**EXERCISE INSTRUCTIONS**
The records that follow must be reproduced in full, with every picture excluded.

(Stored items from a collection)

==========

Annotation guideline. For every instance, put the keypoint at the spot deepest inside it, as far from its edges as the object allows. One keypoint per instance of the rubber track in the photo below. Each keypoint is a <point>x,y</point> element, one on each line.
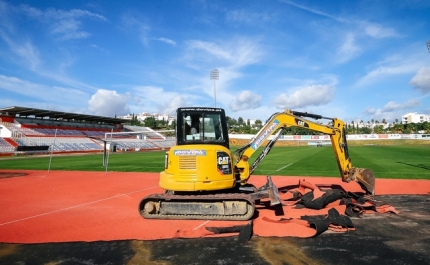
<point>200,198</point>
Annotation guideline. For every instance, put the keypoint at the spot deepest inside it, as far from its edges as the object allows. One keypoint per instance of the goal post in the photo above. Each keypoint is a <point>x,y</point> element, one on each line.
<point>136,141</point>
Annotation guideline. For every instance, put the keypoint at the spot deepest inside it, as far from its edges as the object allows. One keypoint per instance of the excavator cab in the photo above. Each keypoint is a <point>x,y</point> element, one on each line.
<point>196,126</point>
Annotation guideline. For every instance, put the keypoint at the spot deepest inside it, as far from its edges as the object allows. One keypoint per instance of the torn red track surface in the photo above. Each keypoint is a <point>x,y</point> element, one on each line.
<point>68,206</point>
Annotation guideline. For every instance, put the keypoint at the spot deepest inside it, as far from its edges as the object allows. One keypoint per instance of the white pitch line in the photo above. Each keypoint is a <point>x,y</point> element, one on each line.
<point>76,206</point>
<point>285,166</point>
<point>201,225</point>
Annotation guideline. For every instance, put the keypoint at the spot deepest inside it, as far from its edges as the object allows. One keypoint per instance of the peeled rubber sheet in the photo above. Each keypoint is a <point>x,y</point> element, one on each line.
<point>71,206</point>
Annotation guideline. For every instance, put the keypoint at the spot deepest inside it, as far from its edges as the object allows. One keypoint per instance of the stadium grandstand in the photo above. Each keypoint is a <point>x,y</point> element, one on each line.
<point>35,131</point>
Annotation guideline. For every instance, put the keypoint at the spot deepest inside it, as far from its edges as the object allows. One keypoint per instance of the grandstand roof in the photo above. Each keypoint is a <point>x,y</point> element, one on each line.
<point>58,115</point>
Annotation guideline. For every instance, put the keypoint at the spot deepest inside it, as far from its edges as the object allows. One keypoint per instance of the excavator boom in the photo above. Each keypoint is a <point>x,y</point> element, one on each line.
<point>279,121</point>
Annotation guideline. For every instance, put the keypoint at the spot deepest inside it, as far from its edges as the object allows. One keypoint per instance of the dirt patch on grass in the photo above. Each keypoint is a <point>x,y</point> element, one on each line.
<point>11,174</point>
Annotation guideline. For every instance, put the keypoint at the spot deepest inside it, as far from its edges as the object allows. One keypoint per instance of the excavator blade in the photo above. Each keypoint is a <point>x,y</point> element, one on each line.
<point>269,190</point>
<point>366,179</point>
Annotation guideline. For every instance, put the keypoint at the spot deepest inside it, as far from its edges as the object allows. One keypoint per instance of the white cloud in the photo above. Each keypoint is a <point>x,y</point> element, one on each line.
<point>237,52</point>
<point>392,105</point>
<point>65,24</point>
<point>421,80</point>
<point>314,95</point>
<point>56,94</point>
<point>244,16</point>
<point>390,68</point>
<point>108,103</point>
<point>392,110</point>
<point>157,99</point>
<point>348,50</point>
<point>377,31</point>
<point>166,40</point>
<point>245,100</point>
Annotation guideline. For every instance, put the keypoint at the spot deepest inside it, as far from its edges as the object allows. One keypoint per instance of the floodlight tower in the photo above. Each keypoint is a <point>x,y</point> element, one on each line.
<point>214,77</point>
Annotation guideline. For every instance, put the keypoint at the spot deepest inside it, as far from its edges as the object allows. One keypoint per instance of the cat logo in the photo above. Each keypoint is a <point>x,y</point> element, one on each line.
<point>223,160</point>
<point>302,123</point>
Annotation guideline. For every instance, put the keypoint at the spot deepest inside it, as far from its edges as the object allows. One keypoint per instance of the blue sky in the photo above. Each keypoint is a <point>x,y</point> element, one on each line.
<point>355,60</point>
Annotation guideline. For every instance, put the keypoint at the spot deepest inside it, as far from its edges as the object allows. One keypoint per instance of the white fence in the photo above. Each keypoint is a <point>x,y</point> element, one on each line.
<point>348,137</point>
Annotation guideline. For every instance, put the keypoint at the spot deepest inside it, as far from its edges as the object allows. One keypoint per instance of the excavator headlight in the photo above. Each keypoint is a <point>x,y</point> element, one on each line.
<point>224,163</point>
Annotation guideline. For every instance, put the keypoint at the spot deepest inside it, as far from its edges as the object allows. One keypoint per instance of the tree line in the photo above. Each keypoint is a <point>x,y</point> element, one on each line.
<point>240,126</point>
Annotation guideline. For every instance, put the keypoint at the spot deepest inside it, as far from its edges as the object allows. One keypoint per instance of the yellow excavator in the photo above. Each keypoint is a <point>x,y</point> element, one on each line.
<point>203,179</point>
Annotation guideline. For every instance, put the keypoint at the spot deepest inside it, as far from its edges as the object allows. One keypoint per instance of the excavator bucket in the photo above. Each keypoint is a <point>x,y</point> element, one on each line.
<point>365,178</point>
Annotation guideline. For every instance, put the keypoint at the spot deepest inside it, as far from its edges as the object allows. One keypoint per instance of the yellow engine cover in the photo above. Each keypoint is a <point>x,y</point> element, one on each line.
<point>200,167</point>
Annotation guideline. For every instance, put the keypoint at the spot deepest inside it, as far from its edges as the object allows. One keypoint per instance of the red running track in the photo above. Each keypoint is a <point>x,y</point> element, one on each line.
<point>70,206</point>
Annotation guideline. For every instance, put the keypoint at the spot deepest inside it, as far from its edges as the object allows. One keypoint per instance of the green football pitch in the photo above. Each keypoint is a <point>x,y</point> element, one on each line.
<point>406,162</point>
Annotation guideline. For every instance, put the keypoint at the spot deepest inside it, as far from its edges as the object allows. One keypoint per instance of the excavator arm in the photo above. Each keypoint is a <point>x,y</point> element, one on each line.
<point>281,120</point>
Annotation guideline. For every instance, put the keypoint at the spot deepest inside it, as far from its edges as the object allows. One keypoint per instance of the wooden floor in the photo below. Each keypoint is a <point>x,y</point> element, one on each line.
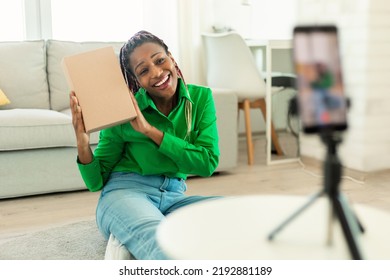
<point>38,212</point>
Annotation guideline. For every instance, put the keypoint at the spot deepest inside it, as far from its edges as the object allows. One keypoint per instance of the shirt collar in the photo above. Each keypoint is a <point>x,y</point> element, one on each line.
<point>144,101</point>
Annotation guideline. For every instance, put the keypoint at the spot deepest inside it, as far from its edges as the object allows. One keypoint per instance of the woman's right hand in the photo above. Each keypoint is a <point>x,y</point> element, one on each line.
<point>82,137</point>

==========

**TASK ANSWER**
Annotation guideline. For every instance, put the keypoint at the spot deepest inside it, as far from its edges as the object allows. One keypoint per instance of the rubber track in the photo below. Each keypoint is a <point>x,y</point> element, one on each line.
<point>200,198</point>
Annotation guideline. For every instance, put the keypoint at the spot deepest inside it, as far from its edges as the object allows. One keypoint per instance of the goal post in the photo above. Each keypoint is a <point>x,y</point> element, one on each line.
<point>136,141</point>
Annotation guideline. For every instance, put the keypoint at the spot deepest inside it, as far from its edges as the object allows. One keypoint per instance of the excavator cab in the photo above. Each keypoint is a <point>x,y</point> element, one on each line.
<point>196,126</point>
Annotation guideline. For every instance, put the keypoint at the spot deepest inside it, as far from its edges as the object allows. One keypoint per instance of the torn red track surface in the photo above. Each keypoint is a <point>x,y</point> element, one on each line.
<point>68,206</point>
Annotation guideline. For every instance, put the keypoint at the spot deepest inside it, as far from its edges as the object allows. One keypoint per instance of the white pitch line in the photo above. Each keypoint is a <point>x,y</point> element, one on each line.
<point>76,206</point>
<point>285,166</point>
<point>201,225</point>
Annotation guideline. For every instance, put the keypoint at the spot deepest inside it, as far from its edges as the object allows. One keypoint per instance of the peeled rubber sheet in the photo above. Each keypoint is a <point>x,y</point> element, one on each line.
<point>71,206</point>
Annotation guideline. For every instance, put the keypoint at the spot deepest inside it, as far from its edges as the object allows. One keypoint per instance of the stadium grandstand in the photo above. Each keypoint is a <point>x,y</point> element, one on each line.
<point>35,131</point>
Annotation guideline. For every instance, put the keypoint at the spot deepest inside it, as far from its edges as the object allows. One keypoint per instance of the grandstand roof in the photo above. Each keypoint is a <point>x,y</point> element, one on each line.
<point>58,115</point>
Annotation guideline. For every instance, put the keypoint at the spot deepest inside it, as far from its edges as the object allows. One keypoint per instance of the excavator boom in the photo above. Each keypoint is a <point>x,y</point> element, one on each line.
<point>279,121</point>
Annotation guideline. For every instance, put the keypoint at the spot deepest inside it, as far from its edges as the object allows. One keypoint per instance of the dirt patch on grass in the photo above. Each keypoint is a <point>x,y</point> element, one on each line.
<point>11,174</point>
Annotation guideline. For every instance, put the keypoint at the spot deepest inside it, as far from its edges as the object allows. One keypoint per instance of the excavator blade in the photo above. Each keypoint is a <point>x,y</point> element, one on each line.
<point>269,190</point>
<point>366,179</point>
Annotation guideline. For every instance, put the keypoint at the spot deepest inside it, as far from its edges as the object allows. One keypoint per instance of the white cloud in the photo above. Each keypoint is a <point>x,y</point> element, one on each line.
<point>237,52</point>
<point>392,105</point>
<point>65,24</point>
<point>421,80</point>
<point>314,95</point>
<point>56,94</point>
<point>244,16</point>
<point>390,68</point>
<point>108,103</point>
<point>392,110</point>
<point>157,99</point>
<point>348,50</point>
<point>377,31</point>
<point>166,40</point>
<point>245,100</point>
Annotation guideline. For every instance, put the keypoint at the spot deepest inside it, as far from its edges as the object allows. One keypoint per instance of the floodlight tower in the photo above. Each keypoint is a <point>x,y</point> element, one on each line.
<point>214,77</point>
Annotation guideline. For every instance, put the keypoint at the spot deepest inside it, as far from its edges as the object allows. One keypoint per instance of the cat logo in the photo above. Each keypoint is a <point>x,y</point> element, one on each line.
<point>223,160</point>
<point>302,123</point>
Annotation guideline. For every instance, put the keypoint at the spot deepest inside it, as far from its edges as the object allows. One keypoint per instance of the blue sky in the photo above. Each keypoint is a <point>x,y</point> element, one on each line.
<point>355,60</point>
Annotation guideline. For every instance, put the keypoint at the spot deepest inside it, as far from its edges as the object allows. One keypoint per instance of the white fence in the photo above. Each keypoint is a <point>x,y</point> element, one on each line.
<point>348,137</point>
Annotation guideline. For every instance, put the keypoint at the spot deepest inside it, as far from its edges as the object allows. One keypoint per instance of the excavator headlight in the photo above. Each keypoint is a <point>x,y</point> element, one on each line.
<point>224,163</point>
Annotation guideline. For every instance, put the keypoint at the spot deepest inside it, as far from its edges as the object allows. One keypoint per instance of the tree line in the photo above. Each keypoint is a <point>x,y</point> element, one on each line.
<point>240,126</point>
Annotation guideline. For every instance, put the keypoint at the spot deepest inside it, as far from its edges as the object allows. One keypoint per instance of the yellow excavator in the photo above. Each keypoint is a <point>x,y</point> element, one on each line.
<point>203,179</point>
Annotation guideline. For every instance, put the keypoint at the spot deepest inside it, as far from its edges as the object allows. One keypoint per instance of the excavator bucket in the photo above. Each keypoint is a <point>x,y</point> element, one on each line.
<point>365,178</point>
Annotation guideline. For every instance, put the keypoint at the spot deepest inside it, as far from its edges as the object allows. One keypoint per instance of the yellow engine cover in the photo above. Each keypoint is a <point>x,y</point> element, one on each line.
<point>200,167</point>
Annotation guideline. For every instance, put the keypoint at the spot deepest inside it, as far from its edges as the object allows. One keypoint per instance of the red running track in the photo above. Each keypoint is a <point>x,y</point> element, one on each line.
<point>70,206</point>
Annotation guideline. For every instance, put the keypoint at the spot deepest inside it, as far from its edges as the object allows. One keypoint per instance of the green football pitch in the photo above. Each keypoint is a <point>x,y</point> element, one on each line.
<point>406,162</point>
Annotation guideline. For every instance, put the keypoint at the spot deepest inside it, as far from its edges as the object allows. One keypoint per instance of the excavator arm in the photo above. Each keypoint is a <point>x,y</point> element, one on each line.
<point>281,120</point>
Annotation guideline. For every instance, put the keypoint at the spot deepest inside it, as far from its edges as the object allows. One keypoint per instance of the wooden floor in the photo below. Each keypoint is a <point>x,y</point> element, one on each line.
<point>38,212</point>
Annotation guideline. For every instance, put the keypoint at the spot deepest inside it, as far from its edges as the object allows. One keypoint per instance of the shirt collar in the photo above. Each keypoint is a <point>x,y</point> element, one on each line.
<point>144,101</point>
Annotation guideline. For every instance, put the keypoint at the spot deepest inside it, as far from its edges as the object allows. One keypoint per instance of the woman's right hand in the photo above. Each keypoint is a <point>x,y</point> element, one on each line.
<point>82,137</point>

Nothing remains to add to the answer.